Dataset content -
((
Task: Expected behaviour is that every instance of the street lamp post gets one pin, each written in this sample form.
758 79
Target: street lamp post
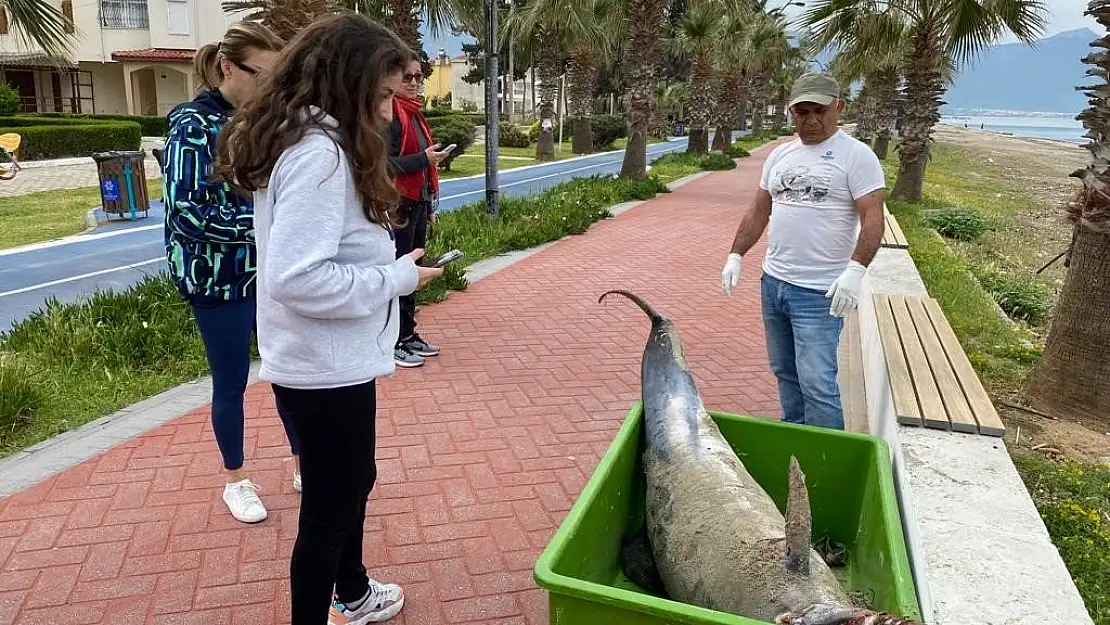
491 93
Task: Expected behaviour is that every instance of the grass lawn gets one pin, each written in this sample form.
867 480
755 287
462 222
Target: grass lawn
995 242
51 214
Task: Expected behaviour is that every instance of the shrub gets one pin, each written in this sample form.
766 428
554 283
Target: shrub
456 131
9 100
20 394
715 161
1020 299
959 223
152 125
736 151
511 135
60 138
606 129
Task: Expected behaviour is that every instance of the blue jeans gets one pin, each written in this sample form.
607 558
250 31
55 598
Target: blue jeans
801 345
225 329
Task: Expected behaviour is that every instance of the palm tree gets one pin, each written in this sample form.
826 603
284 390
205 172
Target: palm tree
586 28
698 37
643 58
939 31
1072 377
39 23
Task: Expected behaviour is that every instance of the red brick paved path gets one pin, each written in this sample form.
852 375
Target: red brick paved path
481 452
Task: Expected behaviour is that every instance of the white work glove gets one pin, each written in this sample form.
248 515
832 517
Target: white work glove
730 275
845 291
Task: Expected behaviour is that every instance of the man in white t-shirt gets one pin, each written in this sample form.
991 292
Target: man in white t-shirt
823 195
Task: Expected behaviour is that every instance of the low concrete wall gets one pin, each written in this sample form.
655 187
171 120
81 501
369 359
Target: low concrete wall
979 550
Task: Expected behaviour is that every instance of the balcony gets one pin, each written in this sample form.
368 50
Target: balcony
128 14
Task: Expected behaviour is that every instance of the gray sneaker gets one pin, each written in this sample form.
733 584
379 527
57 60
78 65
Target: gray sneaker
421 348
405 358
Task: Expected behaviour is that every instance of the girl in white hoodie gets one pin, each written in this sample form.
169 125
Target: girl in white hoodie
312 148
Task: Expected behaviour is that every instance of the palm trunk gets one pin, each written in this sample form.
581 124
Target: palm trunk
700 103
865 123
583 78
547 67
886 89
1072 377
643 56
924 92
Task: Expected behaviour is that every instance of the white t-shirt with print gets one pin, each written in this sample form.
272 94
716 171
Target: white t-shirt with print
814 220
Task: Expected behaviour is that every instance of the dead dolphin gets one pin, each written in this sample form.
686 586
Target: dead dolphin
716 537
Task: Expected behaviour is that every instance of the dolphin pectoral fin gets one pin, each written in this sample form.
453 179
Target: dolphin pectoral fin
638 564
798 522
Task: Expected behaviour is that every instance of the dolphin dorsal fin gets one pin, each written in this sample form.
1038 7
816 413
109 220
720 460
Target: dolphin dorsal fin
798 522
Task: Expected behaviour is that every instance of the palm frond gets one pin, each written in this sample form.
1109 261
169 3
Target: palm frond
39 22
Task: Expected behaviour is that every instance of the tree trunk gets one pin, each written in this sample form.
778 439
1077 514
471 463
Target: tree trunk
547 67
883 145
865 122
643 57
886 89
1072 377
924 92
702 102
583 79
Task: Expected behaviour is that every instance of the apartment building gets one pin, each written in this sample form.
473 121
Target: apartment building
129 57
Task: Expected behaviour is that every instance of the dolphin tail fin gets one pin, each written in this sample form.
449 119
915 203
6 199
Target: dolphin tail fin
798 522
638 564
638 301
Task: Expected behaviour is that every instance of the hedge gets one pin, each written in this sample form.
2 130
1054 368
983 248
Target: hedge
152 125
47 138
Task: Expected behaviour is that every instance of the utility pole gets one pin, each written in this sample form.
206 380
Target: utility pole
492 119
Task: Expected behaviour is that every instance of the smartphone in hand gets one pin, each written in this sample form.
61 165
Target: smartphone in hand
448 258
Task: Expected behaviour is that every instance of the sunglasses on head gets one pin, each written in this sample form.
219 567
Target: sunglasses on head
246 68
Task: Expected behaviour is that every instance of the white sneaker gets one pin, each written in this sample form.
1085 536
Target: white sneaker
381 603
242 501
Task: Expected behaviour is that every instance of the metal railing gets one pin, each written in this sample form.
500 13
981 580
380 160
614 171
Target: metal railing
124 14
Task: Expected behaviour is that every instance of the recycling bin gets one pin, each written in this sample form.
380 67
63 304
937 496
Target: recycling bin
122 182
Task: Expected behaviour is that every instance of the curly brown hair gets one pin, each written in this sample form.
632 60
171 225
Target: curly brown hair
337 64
))
Written instruction - Apart from the pictures, the entries above are to be repeated in full and exactly.

Result -
Task: Expected behaviour is that every instance of the street lamp post gets one pin, each written in this sample form.
758 79
Target: street lamp post
491 93
Task: Expected behaviour is that every instance of the grass lawn gets one pin, each written in this sample form.
867 480
755 287
462 222
Target: grass lawn
995 242
51 214
Task: Expected behaviour is that every instance of the shrub gets one pin, each written in this sample form.
766 428
554 283
Target: shrub
456 131
9 100
20 394
715 161
1020 299
959 223
152 125
736 151
511 135
60 138
606 129
Task: Expected behaviour is that every instance of the blue jeans gets one pin, each written in this sample form.
607 558
250 31
55 598
Target: blue jeans
801 345
225 329
Task: Expected behaviour is that every instance of the palm tree gets one pin, each written in this sample form.
826 603
284 390
205 172
Target: palm tree
586 28
698 37
643 58
939 31
1072 377
39 23
Task: Expected behaviour is that every instance of the red brick paved path gets one pin, each written in this sample form.
852 375
Target: red brick paved path
481 452
Task: Expected behaviour is that every instance of the white work glove gets one pin, each written in this sample form.
248 515
832 517
Target: white work glove
730 275
845 291
Task: Expected behaviour is that every instance of the man in white t-shirt gets one pin, each written in this sample form.
991 292
Target: man in white t-shirt
823 195
Task: Expected behaviour is that every instance of the low concrete wall gets one pin, each written in this sample form.
655 187
171 120
81 501
369 359
Target: low concrete wall
979 550
Task: Expected behaviour is that every instance of the balcony gets one pin, each written in this sample form.
368 50
Target: balcony
128 14
Task: Expected behaviour is that every instance of the gray sneaker gets one pin, each written in this sample form.
733 584
379 527
57 60
78 65
Target: gray sneaker
421 348
405 358
Task: Expected behaviour is that every instance of the girl in white hoodie gets one pin, each written in this sample form.
169 125
Target: girl in white hoodie
312 148
Task: Expected behaviour is that every instance of the palm trunk gets one pin, each written in this sample form.
581 124
Target: palm trunk
700 103
865 123
583 78
547 67
886 89
1072 377
643 56
924 92
Task: Expected behaviour is that every instance of the white t-shirt with print gets one pin, each written in this sample form.
272 94
716 171
Target: white t-shirt with print
814 220
Task: Expected behaviour is that every instance of the dead dolphin gets one pin, each written in this sample form.
686 586
Target: dead dolphin
716 537
Task: Expected behaviour is that every instance of the dolphin pectoral fin gets one pin, each written in this sample form.
453 179
Target: dolphin pectoral fin
638 564
798 522
Task: Expected behaviour is that every instance of the dolphin dorsal fin gets one pin, each written in this sample form.
1038 7
816 413
109 220
720 460
Target: dolphin dorsal fin
798 522
Task: Expected behaviour is that every instance of the palm frond gets one pin, each written in this sample form.
1109 261
169 3
Target: palm frond
39 22
Task: Expected behaviour is that every instance of the tree trunk gets one pin, each written in this sample form.
778 439
1077 514
471 463
Target: tree trunk
547 67
883 145
865 122
643 57
886 89
1072 377
924 92
702 102
583 79
Task: Expected behaviour is that every instance of the apartment building gets one pin, each written in this sample form.
473 121
Target: apartment building
129 57
Task: Expected behaviour is that every instance of the dolphin tail fin gets one pin, each written in this sample form.
449 119
915 203
6 199
Target: dolphin tail fin
798 522
638 564
638 301
Task: Expected behaviour is that every instance of the hedge gets one pin, each written in this sample form.
2 130
1054 368
983 248
Target: hedge
152 125
47 138
Task: Expected behaviour is that every instance of the utility pole gets one pin, each written in this sample form.
206 380
Target: utility pole
492 119
Task: Expected behaviour is that every instance of the smartphone in hand gets one pin, each written in this sample form.
61 165
Target: smartphone in hand
448 258
Task: Expected behaviour is that every instance of the sunglasses on head gets one pin, each written in this sample form.
219 567
Target: sunglasses on head
246 68
Task: Expected behaviour is that every instance of the white sneaker gets one pin, each written in this sample form.
1085 536
Target: white sneaker
381 603
242 501
Task: Expected behaviour is that every instance of the metal railing gets one pin, each written in this sample form.
500 13
981 580
380 160
614 171
Target: metal railing
124 14
Task: Expected behaviour is that every instance of the recycling bin gets one pin, each written in this sample form.
380 67
63 304
937 496
Target: recycling bin
122 182
Task: Expected behaviour is that every instance of the curly brown hair gets one pin, each written in this sample form.
632 60
171 225
Target: curly brown hair
337 64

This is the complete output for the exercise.